What you need to do.
**A.** In the piece on classical education, which statement does the whole argument hang on?
**B.** Decide whether each statement agrees with the piece on classical education. Answer yes or no, and quote the words from the piece that decide it.
(i) The piece holds that a new curriculum cannot lead children to Christian truth in the present.
(ii) The piece says the faith and morals of the Catholic Church are published in the Catholic catechism.
(iii) The piece says dissatisfaction with K-12 schools has opened an opportunity for alternatives.
**C.** From the piece on classical education, copy the passage that begins at the words "Before going on, it" and stops after "to modern students?".

══ Selected excerpt

Summary:  Schools and study programs must be required by parents to prove that they are offering a course of study which was taught successfully by Christian schools in the past.  Only the Classical Liberal Arts Academy offers a truly “classical” education, allowing parents to know that their children are following the same course of study that was used by teachers in the past to lead students to wisdom.  


Catholics all know that words are used differently by different people.  If someone asks, “Are you a Catholic?”, you’ll often need to clarify what the person means when they use that term.  One person will think of St. Francis or Mother Theresa when he says “Catholic“, while another person will think of some imaginary person described in an anti-Catholic video or tract.  “Catholic“, in its true sense, has a specific meaning.  The actual faith and morals of the Catholic Church are published in the Catholic catechism.  If someone has another idea of what Catholic means, they are wrong.  We understand that (hopefully).  The same thing is true when we hear the term “classical” education.

In modern circles, the dissatisfaction many have with K-12 schools has created an opportunity for alternatives to gain interest.  One such alternative is “classical education”.  The widespread ignorance that the modern educational system has produced among adults has left them with very little knowledge about what education looked like throughout human history.  This allows teachers interested in getting their business to appeal to the past with no need to prove that what they claim was done in the past was ever, actually, done.  No one would know where to check any claims that are made about education in the past and, to be realistic, no one has time to do that.

The Argument of “Classical” Education

Now, parents, especially Christian parents who know that wise and holy men have filled history, will be interested in any claim that this or that is what was done by those wise and holy men in the past.  The argument goes like this:

  1. Christian truth was taught successfully in the past through “classical studies”.
  2. Our children must learn Christian truth.
  3. Our children should learn those “classical studies”.
  4. Curriculum X offers those “classical studies”.
  5. Therefore, our children should learn Curriculum X.

Now, that is a great argument and if each statement is true, the final conclusion will be true.  However, the whole argument hangs on statement 4:  “Curriculum X offers those “classical studies”.”  Now, if this is true, we would have reason to trust that as it led children to Christian truth in the past, it would also be able to lead children to Christian truth in the present.  However, if this was false, we would be trusting something to lead us to the truth in the present that has never been proven to lead anyone to Christian truth in the past.

Before going on, it would be false to conclude that because Curriculum X is NOT what was learned in the past, it cannot or will not lead children to Christian truth in the present.  A new curriculum may very well be able to lead children to Christian truth in the present.  However, it would not advertise itself as “Those classical studies”.  That would be, at best, odd–especially if no proof could be supplied to demonstrate that it is true.  Why would anyone do that if the curriculum had merit of its own to commend it to modern students?

════
══ Record excerpts

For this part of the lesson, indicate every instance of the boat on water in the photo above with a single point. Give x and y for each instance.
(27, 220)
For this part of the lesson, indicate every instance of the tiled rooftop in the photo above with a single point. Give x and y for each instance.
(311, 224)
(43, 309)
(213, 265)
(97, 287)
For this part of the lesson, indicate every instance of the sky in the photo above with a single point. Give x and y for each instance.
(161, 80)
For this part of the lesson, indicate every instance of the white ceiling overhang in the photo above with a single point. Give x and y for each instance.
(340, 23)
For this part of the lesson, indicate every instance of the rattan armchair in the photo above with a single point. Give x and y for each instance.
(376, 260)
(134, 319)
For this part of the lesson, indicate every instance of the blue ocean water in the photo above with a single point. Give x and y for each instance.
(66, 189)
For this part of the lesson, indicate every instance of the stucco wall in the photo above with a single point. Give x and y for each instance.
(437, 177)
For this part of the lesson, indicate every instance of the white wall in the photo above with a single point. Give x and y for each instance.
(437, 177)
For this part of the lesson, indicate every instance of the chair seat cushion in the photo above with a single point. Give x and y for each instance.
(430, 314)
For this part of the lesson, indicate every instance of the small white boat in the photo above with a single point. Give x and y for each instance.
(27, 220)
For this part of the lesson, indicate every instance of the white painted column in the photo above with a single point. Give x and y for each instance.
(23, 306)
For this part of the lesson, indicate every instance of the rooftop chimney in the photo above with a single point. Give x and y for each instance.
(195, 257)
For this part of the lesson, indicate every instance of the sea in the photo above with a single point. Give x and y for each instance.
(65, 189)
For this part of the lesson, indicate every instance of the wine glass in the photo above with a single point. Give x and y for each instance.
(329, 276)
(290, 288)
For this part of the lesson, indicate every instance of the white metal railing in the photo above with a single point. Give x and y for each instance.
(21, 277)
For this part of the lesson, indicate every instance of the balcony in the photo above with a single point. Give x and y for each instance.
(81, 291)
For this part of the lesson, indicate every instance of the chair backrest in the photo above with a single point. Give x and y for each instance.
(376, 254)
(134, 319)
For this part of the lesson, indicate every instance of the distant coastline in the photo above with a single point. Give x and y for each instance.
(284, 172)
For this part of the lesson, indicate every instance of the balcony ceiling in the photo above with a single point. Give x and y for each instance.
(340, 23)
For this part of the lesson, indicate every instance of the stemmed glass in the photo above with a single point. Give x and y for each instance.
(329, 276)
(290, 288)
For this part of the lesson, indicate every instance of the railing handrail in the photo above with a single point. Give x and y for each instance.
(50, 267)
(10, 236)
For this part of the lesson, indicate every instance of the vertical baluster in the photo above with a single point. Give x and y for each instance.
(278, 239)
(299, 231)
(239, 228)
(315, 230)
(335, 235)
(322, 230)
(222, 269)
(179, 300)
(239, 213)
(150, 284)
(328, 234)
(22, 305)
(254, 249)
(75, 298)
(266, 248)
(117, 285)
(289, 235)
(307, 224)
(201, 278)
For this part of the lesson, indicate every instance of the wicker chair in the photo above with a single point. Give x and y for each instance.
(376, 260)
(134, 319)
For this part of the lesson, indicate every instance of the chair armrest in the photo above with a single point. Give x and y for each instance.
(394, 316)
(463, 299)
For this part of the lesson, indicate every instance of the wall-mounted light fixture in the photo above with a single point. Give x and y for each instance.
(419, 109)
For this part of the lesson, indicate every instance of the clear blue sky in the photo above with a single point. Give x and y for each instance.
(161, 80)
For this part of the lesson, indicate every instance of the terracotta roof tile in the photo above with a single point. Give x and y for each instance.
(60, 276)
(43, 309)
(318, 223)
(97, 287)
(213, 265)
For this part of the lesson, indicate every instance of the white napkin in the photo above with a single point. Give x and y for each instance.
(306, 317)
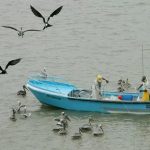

════

Written responses.
**A.** Statement 4: "Curriculum X offers those "classical studies"."

**B.**
(i) No: "A new curriculum may very well be able to lead children to Christian truth in the present."
(ii) Yes: "The actual faith and morals of the Catholic Church are published in the Catholic catechism."
(iii) Yes: "the dissatisfaction many have with K-12 schools has created an opportunity for alternatives to gain interest."

**C.**
Before going on, it would be false to conclude that because Curriculum X is NOT what was learned in the past, it cannot or will not lead children to Christian truth in the present.  A new curriculum may very well be able to lead children to Christian truth in the present.  However, it would not advertise itself as “Those classical studies”.  That would be, at best, odd–especially if no proof could be supplied to demonstrate that it is true.  Why would anyone do that if the curriculum had merit of its own to commend it to modern students?